● **WHAT YOU HAVE TO DO**: Pick out each line below that contains the word "robe" and copy it. Case counts.

-- Begin --

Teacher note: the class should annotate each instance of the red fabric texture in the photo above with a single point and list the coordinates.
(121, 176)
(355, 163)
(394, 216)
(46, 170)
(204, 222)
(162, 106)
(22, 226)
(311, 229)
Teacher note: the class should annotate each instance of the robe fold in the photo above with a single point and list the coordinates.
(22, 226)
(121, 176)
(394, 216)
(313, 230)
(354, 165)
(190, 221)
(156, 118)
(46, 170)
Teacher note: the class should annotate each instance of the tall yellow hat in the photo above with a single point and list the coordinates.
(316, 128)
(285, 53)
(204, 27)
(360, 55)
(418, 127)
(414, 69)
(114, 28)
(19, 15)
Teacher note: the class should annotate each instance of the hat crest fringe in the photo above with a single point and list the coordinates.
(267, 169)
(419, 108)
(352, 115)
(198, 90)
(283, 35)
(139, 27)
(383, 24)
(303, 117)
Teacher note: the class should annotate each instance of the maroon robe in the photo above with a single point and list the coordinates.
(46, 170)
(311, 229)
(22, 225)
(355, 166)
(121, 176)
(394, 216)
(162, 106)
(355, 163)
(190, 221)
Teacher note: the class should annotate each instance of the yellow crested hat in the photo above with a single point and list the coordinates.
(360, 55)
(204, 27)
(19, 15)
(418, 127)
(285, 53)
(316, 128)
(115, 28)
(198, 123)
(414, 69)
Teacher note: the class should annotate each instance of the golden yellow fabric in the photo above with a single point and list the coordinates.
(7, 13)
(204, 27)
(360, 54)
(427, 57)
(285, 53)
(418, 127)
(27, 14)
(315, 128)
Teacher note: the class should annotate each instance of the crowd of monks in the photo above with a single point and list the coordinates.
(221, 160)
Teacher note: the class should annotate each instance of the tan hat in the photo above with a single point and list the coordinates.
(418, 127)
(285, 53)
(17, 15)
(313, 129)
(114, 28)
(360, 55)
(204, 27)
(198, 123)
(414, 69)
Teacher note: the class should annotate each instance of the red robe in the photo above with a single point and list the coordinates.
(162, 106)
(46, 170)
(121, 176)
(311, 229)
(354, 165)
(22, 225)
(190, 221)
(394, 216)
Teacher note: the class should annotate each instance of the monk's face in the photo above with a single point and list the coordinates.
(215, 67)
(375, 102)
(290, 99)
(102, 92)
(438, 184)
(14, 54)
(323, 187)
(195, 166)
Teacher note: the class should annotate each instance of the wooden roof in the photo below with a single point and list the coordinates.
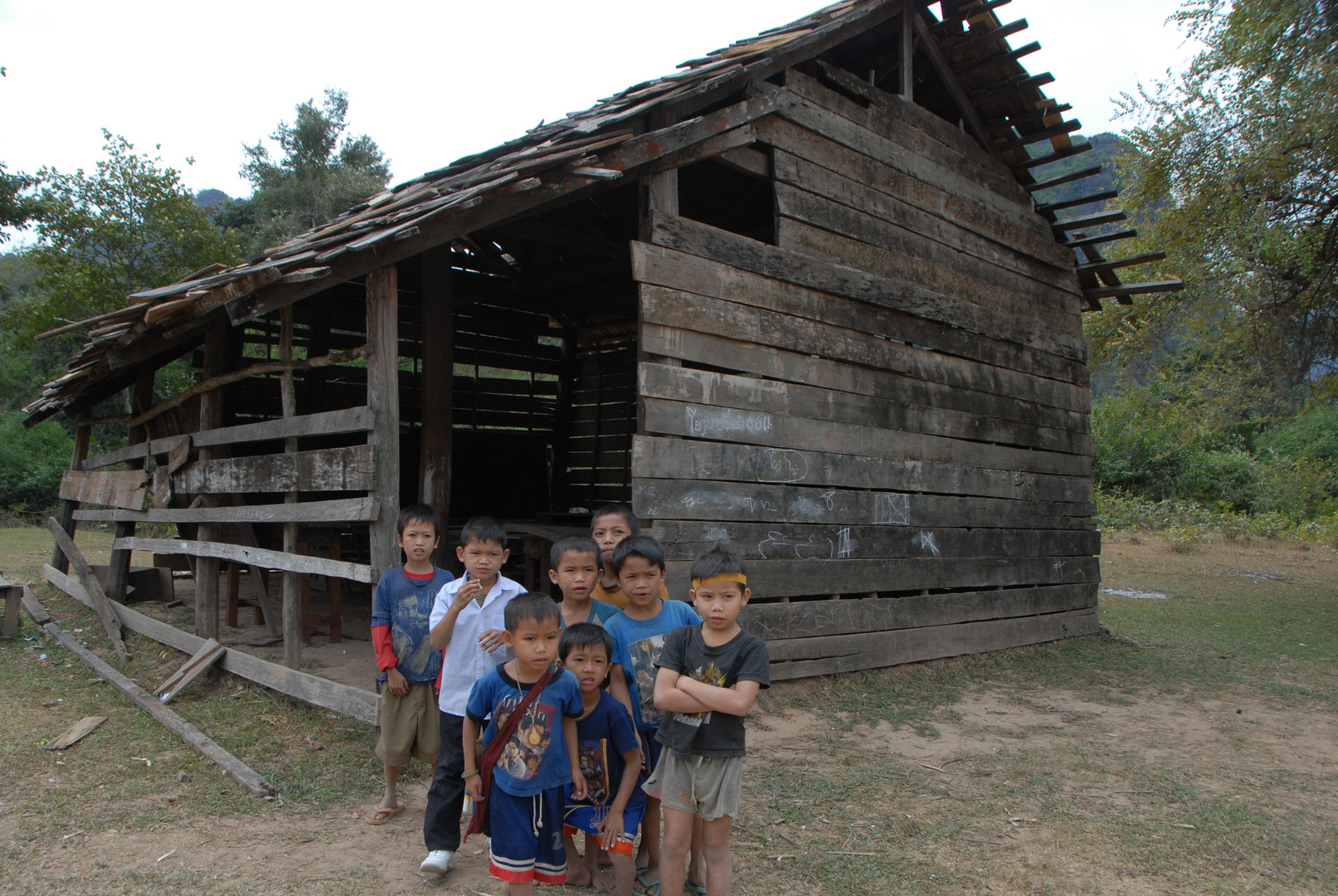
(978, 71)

-- End --
-- Begin --

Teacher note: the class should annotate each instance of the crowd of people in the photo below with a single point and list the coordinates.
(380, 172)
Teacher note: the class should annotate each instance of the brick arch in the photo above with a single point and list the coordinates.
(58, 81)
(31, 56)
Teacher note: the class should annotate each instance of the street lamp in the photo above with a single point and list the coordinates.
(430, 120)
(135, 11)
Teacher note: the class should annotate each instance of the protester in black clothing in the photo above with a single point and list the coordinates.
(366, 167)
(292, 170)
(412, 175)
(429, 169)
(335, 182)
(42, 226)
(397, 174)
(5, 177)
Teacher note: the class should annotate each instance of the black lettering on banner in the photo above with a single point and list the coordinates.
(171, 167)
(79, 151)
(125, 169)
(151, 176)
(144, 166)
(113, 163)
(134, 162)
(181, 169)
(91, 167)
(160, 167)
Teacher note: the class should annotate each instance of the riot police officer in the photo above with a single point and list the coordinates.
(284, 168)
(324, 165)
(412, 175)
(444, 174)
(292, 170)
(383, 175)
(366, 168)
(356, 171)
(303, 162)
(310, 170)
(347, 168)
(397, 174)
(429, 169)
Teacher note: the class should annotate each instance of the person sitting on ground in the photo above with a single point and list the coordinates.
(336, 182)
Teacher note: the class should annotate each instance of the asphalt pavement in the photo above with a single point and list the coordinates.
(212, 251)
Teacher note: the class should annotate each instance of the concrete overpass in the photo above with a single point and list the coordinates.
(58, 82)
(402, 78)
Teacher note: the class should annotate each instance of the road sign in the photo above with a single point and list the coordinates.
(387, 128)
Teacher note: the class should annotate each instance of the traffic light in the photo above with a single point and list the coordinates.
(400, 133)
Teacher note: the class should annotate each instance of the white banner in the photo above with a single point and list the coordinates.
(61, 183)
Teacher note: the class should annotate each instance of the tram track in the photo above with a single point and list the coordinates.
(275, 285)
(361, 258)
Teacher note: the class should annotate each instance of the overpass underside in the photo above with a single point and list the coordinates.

-- End --

● **OUTPUT FOR THIS EXERCISE**:
Teacher note: the class should annotate each instance of the robe fold in the photo above with a single point and list the coordinates.
Teacher note: the class should annotate each instance of the maroon robe in the photo above with a single point and list the coordinates.
Teacher note: the class should annotate each instance of the red robe in the photo above with a single point and list the coordinates.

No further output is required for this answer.